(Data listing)
## begin

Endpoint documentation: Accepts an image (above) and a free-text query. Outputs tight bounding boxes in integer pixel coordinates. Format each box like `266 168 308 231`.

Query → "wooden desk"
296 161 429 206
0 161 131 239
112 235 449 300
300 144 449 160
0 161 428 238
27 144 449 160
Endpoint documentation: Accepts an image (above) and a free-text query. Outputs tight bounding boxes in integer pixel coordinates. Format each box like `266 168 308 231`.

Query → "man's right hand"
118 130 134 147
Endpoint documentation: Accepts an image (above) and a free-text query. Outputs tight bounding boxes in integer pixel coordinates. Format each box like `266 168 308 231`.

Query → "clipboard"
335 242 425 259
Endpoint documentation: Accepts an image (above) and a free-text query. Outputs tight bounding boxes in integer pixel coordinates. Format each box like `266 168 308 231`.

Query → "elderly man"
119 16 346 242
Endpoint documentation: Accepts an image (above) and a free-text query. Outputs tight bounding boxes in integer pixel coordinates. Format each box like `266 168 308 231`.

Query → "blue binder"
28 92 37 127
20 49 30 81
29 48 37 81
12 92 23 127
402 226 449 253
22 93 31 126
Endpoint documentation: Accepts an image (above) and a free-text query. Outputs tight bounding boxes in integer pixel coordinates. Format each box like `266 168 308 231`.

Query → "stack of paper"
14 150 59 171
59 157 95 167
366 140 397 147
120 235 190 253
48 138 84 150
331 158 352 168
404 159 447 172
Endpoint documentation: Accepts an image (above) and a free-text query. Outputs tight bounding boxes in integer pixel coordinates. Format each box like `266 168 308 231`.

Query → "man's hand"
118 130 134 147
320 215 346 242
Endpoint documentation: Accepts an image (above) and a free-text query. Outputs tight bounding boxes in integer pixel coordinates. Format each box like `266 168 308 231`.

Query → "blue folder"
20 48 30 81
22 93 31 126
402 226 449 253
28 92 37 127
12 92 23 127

## end

**Goal of the exercise:**
Gather every line in the entries above that contains the word "blue", treating uppercase and lowercase as different.

**Result of this exercise:**
Query → "blue binder"
Query → "blue folder"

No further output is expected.